[Segmentation mask data]
=== Section Start ===

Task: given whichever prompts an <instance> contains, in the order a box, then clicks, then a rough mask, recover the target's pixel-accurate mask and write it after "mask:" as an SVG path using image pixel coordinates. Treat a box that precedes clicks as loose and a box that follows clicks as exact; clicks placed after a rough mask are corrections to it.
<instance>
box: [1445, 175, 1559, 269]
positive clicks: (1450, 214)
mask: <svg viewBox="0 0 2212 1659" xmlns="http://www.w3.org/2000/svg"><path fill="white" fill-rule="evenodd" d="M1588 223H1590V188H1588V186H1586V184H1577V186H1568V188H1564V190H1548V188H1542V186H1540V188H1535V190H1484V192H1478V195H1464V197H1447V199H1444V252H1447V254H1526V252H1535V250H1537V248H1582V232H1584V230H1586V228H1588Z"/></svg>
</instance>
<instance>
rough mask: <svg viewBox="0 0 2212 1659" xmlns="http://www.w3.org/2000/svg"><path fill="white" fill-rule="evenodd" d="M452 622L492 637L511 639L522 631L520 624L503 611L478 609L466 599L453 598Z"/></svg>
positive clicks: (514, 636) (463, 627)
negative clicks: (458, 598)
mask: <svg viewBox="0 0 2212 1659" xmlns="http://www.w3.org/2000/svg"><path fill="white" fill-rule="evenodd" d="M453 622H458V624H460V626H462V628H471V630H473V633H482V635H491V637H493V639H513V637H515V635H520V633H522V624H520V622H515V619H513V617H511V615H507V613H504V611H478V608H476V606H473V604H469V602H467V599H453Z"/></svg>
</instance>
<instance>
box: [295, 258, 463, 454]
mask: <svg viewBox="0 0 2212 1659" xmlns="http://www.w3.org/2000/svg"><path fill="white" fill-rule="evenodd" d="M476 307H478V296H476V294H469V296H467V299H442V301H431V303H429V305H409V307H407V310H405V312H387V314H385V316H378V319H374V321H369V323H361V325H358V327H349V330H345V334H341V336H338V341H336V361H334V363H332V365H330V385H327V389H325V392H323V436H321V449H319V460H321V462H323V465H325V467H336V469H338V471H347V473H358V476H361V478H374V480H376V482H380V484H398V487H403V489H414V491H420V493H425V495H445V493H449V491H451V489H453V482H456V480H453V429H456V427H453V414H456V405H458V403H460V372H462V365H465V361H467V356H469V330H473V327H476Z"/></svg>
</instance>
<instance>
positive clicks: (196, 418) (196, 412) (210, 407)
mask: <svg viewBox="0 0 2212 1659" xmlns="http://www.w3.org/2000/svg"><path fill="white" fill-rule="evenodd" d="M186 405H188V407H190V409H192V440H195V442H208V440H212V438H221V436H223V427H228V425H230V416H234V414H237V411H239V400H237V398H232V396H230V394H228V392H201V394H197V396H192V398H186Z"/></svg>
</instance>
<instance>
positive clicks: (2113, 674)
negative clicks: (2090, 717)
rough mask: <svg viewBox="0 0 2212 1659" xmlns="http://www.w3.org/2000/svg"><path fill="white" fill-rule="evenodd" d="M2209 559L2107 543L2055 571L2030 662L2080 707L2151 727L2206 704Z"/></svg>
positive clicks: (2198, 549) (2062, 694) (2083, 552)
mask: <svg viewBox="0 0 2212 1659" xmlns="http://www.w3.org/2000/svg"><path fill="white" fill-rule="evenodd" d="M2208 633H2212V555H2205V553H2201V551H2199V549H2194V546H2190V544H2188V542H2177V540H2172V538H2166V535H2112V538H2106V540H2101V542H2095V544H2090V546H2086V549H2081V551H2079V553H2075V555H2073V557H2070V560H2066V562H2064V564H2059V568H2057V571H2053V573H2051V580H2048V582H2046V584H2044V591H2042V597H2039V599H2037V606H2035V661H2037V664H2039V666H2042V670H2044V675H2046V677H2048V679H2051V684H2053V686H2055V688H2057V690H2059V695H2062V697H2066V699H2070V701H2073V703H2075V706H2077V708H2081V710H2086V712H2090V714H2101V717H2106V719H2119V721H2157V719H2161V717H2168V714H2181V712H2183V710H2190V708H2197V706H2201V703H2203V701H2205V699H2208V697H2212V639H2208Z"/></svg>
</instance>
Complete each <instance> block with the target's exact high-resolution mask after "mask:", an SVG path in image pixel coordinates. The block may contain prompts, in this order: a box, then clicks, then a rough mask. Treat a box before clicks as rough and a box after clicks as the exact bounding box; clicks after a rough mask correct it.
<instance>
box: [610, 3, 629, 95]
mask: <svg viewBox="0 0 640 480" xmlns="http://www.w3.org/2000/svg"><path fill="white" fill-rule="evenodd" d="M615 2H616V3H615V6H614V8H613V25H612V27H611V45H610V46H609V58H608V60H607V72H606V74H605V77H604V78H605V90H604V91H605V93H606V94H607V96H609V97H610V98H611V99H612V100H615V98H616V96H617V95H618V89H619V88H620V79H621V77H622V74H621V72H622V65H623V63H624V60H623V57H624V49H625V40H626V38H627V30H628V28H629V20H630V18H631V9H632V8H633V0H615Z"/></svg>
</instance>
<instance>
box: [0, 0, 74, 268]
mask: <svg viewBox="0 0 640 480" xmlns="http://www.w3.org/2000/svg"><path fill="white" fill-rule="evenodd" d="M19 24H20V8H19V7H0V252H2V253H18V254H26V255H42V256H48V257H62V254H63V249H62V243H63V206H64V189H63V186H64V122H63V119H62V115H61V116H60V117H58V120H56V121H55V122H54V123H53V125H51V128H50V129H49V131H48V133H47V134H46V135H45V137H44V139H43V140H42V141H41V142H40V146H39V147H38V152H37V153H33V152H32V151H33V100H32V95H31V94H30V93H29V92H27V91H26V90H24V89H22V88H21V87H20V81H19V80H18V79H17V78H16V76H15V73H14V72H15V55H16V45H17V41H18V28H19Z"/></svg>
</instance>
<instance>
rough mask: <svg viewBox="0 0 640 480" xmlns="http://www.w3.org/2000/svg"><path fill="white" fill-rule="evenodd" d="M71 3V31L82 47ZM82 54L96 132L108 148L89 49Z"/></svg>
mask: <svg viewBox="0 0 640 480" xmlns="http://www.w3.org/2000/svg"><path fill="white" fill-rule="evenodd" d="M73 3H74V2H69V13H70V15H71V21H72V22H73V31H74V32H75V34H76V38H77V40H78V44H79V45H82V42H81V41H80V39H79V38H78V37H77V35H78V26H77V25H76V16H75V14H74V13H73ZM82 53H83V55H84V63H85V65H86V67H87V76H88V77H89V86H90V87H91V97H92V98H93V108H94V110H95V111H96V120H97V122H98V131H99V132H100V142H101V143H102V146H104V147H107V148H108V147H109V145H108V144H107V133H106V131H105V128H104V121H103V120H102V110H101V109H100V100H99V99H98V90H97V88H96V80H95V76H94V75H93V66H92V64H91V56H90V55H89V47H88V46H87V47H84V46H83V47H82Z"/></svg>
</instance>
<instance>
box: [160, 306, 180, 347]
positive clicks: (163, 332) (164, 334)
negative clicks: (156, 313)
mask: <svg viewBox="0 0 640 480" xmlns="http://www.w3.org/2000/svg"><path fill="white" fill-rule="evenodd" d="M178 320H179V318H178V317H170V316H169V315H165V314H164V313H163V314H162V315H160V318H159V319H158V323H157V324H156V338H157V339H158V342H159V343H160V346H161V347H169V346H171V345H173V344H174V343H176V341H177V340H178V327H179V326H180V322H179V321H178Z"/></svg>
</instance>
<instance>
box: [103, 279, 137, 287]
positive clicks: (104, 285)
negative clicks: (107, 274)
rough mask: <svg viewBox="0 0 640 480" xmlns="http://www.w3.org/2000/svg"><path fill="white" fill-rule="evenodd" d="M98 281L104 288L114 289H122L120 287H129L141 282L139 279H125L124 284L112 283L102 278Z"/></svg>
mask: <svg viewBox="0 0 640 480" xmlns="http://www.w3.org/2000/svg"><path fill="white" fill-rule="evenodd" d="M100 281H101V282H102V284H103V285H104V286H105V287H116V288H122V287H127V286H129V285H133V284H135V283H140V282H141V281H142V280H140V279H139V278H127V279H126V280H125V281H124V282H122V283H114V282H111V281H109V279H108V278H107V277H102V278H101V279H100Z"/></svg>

=== Section End ===

Gather every line above that contains the string "positive", and copy each one in full.

=== Response to this task ===
positive clicks: (1450, 214)
positive clicks: (514, 636) (463, 627)
positive clicks: (196, 418) (196, 412) (210, 407)
positive clicks: (2113, 674)
positive clicks: (2198, 549) (2062, 694) (2083, 552)
positive clicks: (163, 332) (164, 334)
positive clicks: (104, 285)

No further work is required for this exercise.